— GOAL OF THE EXERCISE —
Copy the listing below verbatim, everything from its first line down to the line containing "(289, 104), (345, 182)", that line included. Leave the pictures out of your copy.

---------- RECORDED INFORMATION ----------

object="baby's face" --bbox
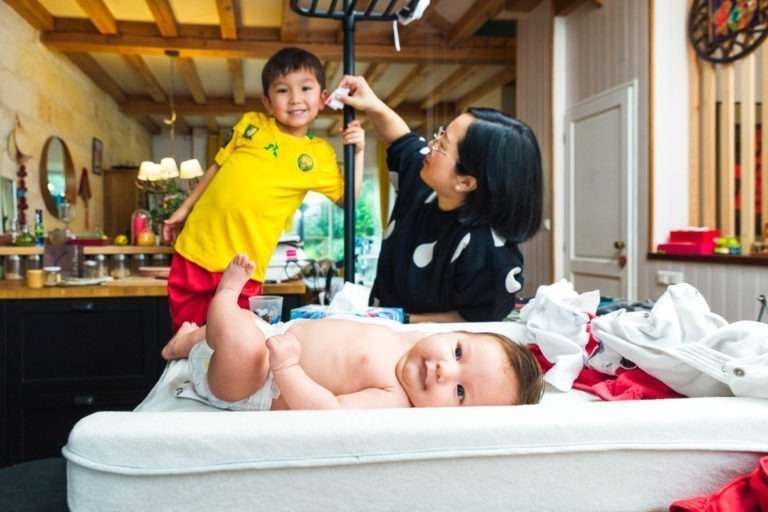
[395,332,518,407]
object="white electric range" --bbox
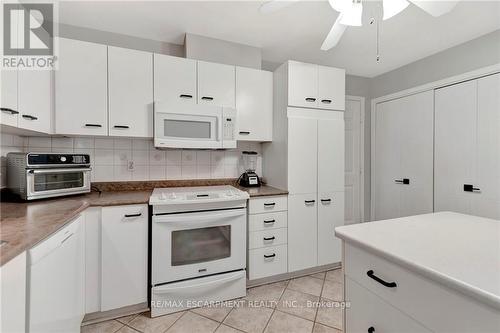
[149,186,249,317]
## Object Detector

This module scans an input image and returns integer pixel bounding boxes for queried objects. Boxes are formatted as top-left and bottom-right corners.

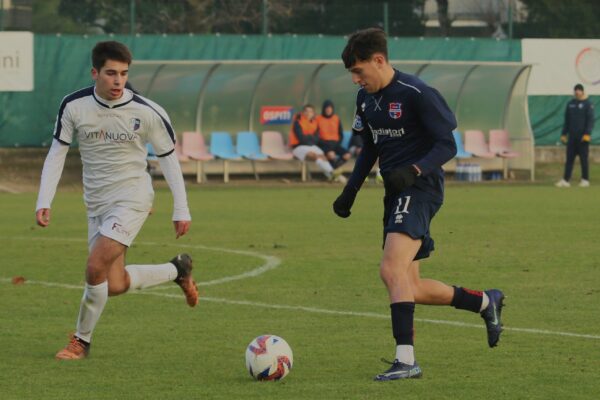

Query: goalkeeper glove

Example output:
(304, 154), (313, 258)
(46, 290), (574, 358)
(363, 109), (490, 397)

(560, 135), (567, 144)
(333, 186), (358, 218)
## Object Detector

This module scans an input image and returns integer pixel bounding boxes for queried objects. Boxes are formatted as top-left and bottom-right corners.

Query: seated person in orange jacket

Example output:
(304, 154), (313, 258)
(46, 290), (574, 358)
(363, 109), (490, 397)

(316, 100), (350, 168)
(289, 104), (345, 182)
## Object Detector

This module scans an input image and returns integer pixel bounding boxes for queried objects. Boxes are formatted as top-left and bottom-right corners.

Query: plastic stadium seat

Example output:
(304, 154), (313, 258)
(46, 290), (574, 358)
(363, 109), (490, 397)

(210, 132), (242, 183)
(261, 131), (294, 160)
(236, 132), (269, 161)
(146, 143), (158, 161)
(465, 130), (496, 158)
(452, 131), (473, 158)
(175, 140), (190, 163)
(210, 132), (242, 160)
(342, 131), (352, 150)
(490, 129), (519, 158)
(181, 132), (215, 161)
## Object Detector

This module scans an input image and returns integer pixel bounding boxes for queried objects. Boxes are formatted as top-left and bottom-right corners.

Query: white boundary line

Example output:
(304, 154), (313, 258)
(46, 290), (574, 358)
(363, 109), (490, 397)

(0, 236), (281, 290)
(0, 278), (600, 340)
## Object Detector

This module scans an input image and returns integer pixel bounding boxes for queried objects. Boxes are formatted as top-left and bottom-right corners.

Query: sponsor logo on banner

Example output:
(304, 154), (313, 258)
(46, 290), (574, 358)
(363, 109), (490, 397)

(260, 106), (294, 125)
(575, 47), (600, 85)
(389, 103), (402, 119)
(0, 31), (33, 92)
(521, 39), (600, 96)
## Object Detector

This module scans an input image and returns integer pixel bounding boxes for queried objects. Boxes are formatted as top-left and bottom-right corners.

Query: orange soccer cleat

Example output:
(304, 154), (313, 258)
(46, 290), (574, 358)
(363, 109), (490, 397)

(54, 336), (90, 360)
(170, 254), (198, 307)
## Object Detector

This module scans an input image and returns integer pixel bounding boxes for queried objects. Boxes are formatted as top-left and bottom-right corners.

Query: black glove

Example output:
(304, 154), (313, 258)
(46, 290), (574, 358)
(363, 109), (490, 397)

(333, 186), (358, 218)
(383, 165), (418, 195)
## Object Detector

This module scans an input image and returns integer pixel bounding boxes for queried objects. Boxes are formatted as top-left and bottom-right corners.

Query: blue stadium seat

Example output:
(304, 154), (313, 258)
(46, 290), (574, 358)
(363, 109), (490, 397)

(210, 132), (242, 183)
(146, 143), (158, 161)
(237, 132), (269, 161)
(342, 131), (352, 150)
(452, 131), (473, 158)
(210, 132), (242, 160)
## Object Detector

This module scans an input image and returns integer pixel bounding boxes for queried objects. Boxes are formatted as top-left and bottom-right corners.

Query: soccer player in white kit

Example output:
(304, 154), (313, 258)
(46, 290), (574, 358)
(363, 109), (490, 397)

(36, 41), (198, 360)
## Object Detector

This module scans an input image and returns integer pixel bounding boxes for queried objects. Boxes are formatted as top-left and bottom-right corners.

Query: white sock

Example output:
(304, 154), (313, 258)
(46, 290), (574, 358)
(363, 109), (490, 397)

(396, 344), (415, 365)
(75, 281), (108, 343)
(315, 158), (333, 178)
(125, 263), (177, 292)
(479, 292), (490, 312)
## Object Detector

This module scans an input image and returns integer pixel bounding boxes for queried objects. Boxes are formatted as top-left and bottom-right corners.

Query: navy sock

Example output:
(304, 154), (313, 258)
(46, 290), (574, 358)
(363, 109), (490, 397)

(451, 286), (483, 313)
(390, 301), (415, 346)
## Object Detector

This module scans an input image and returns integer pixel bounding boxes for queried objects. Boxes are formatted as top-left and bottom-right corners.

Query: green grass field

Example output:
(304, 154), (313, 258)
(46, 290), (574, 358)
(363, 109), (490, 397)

(0, 179), (600, 400)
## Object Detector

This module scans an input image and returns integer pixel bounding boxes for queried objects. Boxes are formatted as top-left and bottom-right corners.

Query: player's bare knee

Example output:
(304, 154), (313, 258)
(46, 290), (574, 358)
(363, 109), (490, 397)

(85, 257), (108, 285)
(108, 280), (129, 296)
(379, 258), (409, 284)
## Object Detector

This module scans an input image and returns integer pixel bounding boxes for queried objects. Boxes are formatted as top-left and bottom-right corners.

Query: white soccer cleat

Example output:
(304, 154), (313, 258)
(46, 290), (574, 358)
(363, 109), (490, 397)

(579, 179), (590, 187)
(335, 175), (350, 186)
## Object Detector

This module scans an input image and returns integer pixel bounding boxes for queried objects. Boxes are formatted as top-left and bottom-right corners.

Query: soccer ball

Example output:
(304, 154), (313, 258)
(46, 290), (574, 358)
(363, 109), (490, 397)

(246, 335), (294, 381)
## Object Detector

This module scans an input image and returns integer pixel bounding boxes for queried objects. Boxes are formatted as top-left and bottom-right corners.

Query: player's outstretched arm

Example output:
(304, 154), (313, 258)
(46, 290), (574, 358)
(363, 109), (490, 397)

(35, 139), (69, 227)
(35, 208), (50, 228)
(173, 221), (192, 239)
(333, 138), (377, 218)
(158, 152), (192, 238)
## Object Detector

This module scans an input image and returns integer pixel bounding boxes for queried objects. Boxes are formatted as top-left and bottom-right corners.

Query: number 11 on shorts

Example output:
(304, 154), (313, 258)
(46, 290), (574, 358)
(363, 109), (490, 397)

(394, 196), (410, 215)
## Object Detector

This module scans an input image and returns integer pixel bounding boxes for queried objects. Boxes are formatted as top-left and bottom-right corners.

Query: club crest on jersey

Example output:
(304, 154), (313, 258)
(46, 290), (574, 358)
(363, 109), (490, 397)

(388, 103), (402, 119)
(129, 118), (142, 132)
(352, 114), (364, 132)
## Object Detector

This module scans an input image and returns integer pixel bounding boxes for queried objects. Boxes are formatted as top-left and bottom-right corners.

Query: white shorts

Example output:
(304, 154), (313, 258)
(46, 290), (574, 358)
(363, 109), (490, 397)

(292, 145), (325, 161)
(88, 207), (148, 250)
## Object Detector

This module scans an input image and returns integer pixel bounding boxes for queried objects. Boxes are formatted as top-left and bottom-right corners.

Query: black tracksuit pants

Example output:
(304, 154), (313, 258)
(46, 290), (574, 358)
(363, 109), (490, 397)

(563, 140), (590, 182)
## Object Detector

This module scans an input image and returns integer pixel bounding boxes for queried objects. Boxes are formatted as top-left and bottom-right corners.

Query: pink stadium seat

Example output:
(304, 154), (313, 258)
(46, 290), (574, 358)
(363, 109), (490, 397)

(175, 140), (190, 162)
(465, 130), (496, 158)
(261, 131), (294, 160)
(181, 132), (215, 161)
(490, 129), (519, 158)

----------

— ANSWER IN FULL —
object="baby's face" --bbox
[395,332,518,407]
object="white electric range" --bbox
[149,186,249,317]
## Object Detector

This module scans an input image and returns integer pixel bounding boxes for queried objects. Boxes are formatted as top-left and bottom-right corners.


Query: goalkeeper glove

Example output:
(304, 154), (313, 258)
(46, 290), (574, 358)
(363, 109), (490, 397)

(560, 135), (567, 144)
(333, 186), (358, 218)
## Object Detector

This module scans an input image and returns integer pixel bounding boxes for queried objects. Boxes are formatted as top-left and bottom-right corners.

Query: seated person in orange jacket

Example output:
(304, 154), (313, 258)
(46, 290), (574, 358)
(363, 109), (490, 397)

(316, 100), (350, 168)
(289, 104), (345, 182)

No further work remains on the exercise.